Turn the records below into a Markdown table with two columns, Row and Line, putting each line in its own numbered row and leaving out blank lines.

▶ MATERIAL
★ ★ ★ ★ ★ ★ ★
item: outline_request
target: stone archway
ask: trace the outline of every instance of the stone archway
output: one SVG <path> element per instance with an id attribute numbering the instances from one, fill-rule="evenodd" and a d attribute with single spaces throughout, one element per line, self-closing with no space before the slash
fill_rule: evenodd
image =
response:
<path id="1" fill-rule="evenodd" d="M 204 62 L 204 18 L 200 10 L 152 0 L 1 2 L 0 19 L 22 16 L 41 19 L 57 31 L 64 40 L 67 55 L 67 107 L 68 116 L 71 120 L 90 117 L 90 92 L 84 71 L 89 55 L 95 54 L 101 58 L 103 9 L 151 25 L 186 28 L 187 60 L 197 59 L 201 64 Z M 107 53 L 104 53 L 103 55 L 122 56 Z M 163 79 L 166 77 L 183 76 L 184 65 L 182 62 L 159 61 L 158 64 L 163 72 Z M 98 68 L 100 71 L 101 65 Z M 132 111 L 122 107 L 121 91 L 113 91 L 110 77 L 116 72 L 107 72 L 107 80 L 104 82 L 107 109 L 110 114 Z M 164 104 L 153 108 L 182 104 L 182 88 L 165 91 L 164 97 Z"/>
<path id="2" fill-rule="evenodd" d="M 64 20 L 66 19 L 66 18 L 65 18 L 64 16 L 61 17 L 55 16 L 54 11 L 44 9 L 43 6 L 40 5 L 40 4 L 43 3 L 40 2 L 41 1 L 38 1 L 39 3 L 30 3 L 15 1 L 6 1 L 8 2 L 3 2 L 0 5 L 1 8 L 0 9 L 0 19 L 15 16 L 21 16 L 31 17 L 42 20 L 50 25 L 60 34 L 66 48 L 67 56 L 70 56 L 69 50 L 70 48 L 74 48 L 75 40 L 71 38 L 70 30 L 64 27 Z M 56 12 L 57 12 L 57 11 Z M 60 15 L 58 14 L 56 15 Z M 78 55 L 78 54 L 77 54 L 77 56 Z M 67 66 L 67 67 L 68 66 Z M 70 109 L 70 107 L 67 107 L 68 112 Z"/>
★ ★ ★ ★ ★ ★ ★
▶ ANSWER IN FULL
| Row | Line |
|---|---|
| 1 | item: outline_request |
| 2 | target: stone archway |
| 3 | ask: trace the outline of every instance of the stone archway |
| 4 | output: one SVG <path> element per instance with an id attribute numbering the instances from one, fill-rule="evenodd" and a d attribute with single spaces throughout, one element per line, self-closing with no space before the slash |
| 5 | fill_rule: evenodd |
| 6 | image = |
| 7 | response: |
| 8 | <path id="1" fill-rule="evenodd" d="M 204 62 L 204 18 L 200 10 L 152 0 L 1 2 L 0 19 L 22 16 L 41 19 L 57 31 L 64 40 L 67 55 L 67 107 L 68 116 L 71 120 L 90 117 L 90 92 L 84 71 L 89 55 L 95 54 L 101 58 L 103 9 L 151 25 L 186 28 L 187 60 L 197 59 L 201 64 Z M 107 53 L 104 53 L 103 55 L 122 56 Z M 163 79 L 166 77 L 183 76 L 184 65 L 182 62 L 159 61 L 158 64 L 163 72 Z M 98 68 L 100 71 L 101 65 Z M 132 111 L 122 107 L 121 91 L 113 91 L 110 77 L 116 72 L 107 72 L 107 80 L 104 82 L 107 109 L 110 114 Z M 164 104 L 153 108 L 182 104 L 182 88 L 165 91 L 164 97 Z"/> |
| 9 | <path id="2" fill-rule="evenodd" d="M 64 20 L 66 19 L 66 18 L 65 18 L 64 16 L 61 17 L 55 16 L 54 11 L 44 9 L 43 6 L 40 5 L 40 4 L 43 3 L 40 2 L 41 1 L 38 1 L 39 3 L 30 3 L 15 1 L 6 1 L 8 2 L 3 2 L 0 5 L 1 8 L 0 9 L 0 19 L 15 16 L 21 16 L 31 17 L 42 20 L 50 25 L 60 34 L 66 48 L 67 56 L 70 56 L 69 50 L 70 48 L 74 48 L 75 40 L 71 38 L 70 30 L 64 27 Z M 56 12 L 57 12 L 57 11 Z M 60 15 L 58 14 L 56 15 Z M 78 55 L 78 54 L 77 54 L 77 56 Z M 67 66 L 67 67 L 68 66 Z M 70 109 L 70 107 L 67 107 L 68 112 Z"/> |